__TRECHO FORNECIDO__.
= = = = = = =
Diálogos superficiais exemplificam a situação atual do cinema francês

CRÍTICO DA FOLHA

Na Idade Média espanhola, peregrinando pelo famoso "caminho de Compostela", os devotos de são Tiago encontravam descanso em albergues para onde levavam suas próprias provisões e animais. Vem daí, ao que parece, a expressão "albergue espanhol", figura de estilo que designa abrangência de tendências e alianças.
No caso do filme de Cédric Kaplisch, o albergue espanhol que lhe dá título é uma república de estudantes em Barcelona em que cada morador tem uma nacionalidade européia. Seguindo um programa de intercâmbio, decidido a se especializar em economia espanhola para assegurar um emprego, o protagonista francês, Xavier (Romain Duris), vai parar nessa babel eurocêntrica.
Kaplisch ("O Gato Sumiu") segue passo a passo, um tanto didaticamente, a aventura de seu protagonista no estrangeiro e se dedica de tal maneira à identidade que pretende criar entre este e o público juvenil que acaba por negligenciar o que seria o tema central de "Albergue Espanhol", o aprendizado da diferença. O diretor simplesmente se esquece de nos dar a conhecer os demais personagens da república. Tenta suplantar velhos estereótipos (do tipo: as inglesas são neuróticas, os alemães organizados), mas acaba neles recaindo, tal a superficialidade das conversas que se estabelecem em seu "albergue".
= = = = = = =
__DADOS FORNECIDOS__.
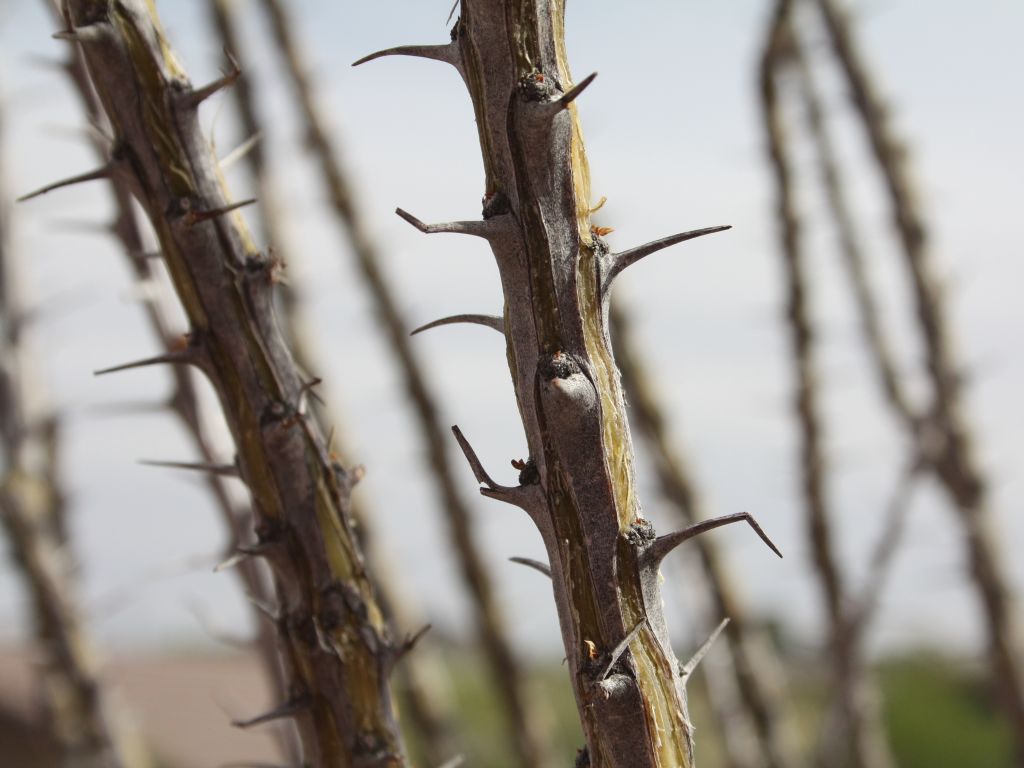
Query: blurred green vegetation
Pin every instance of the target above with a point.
(939, 711)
= = = = = = =
__COMPLETE O SEGUINTE__.
(a) Segundo a crítica sobre o filme "Albergue Espanhol", com que objetivo Xavier decide se especializar em economia espanhola?
(b) Escreva a continuação da crítica sobre o filme "Albergue Espanhol", começando logo após a última frase apresentada.

__RESPOSTAS DO EXERCÍCIO__.
(a) Para assegurar um emprego.

(b)
A presença de Judith Godrèche no elenco, ela que debutou tão falante no filme de Jacques Doillon, "A Moça de 15 Anos", fazendo agora o papel de uma mulher reprimida com quem Xavier tem um caso, nos lembra dos tempos em que as conversas, nos filmes franceses, aconteciam de fato. Tempos da última grande geração do cinema francês, a dos anos 70, geração de Jean Eustache, Philippe Garrel e Jacques Doillon, pós-nouvelle vague e pós-cinema-verdade, quando os franceses se dedicaram, mais livremente do que nunca, a filmar a fala.
A afetividade e a espontaneidade de um filme como "La Maman et la Putain" (Eustache, 1973) é um ideal que as gerações posteriores do cinema francês estiveram sempre longe de alcançar. A diferença da geração de Kaplisch para a de Eustache está um pouco na diferença entre Xavier e sua mãe hippie.
Filho careta, Xavier não suporta conversar com a mãe porque esta sempre fala a verdade. No estrangeiro, o jovem abre um pouco a cabeça, torna-se menos reprimido e menos conformista, ao menos na perspectiva, sempre um tanto limitada, quando não equivocada, de Kaplisch.
(TIAGO MATA MACHADO)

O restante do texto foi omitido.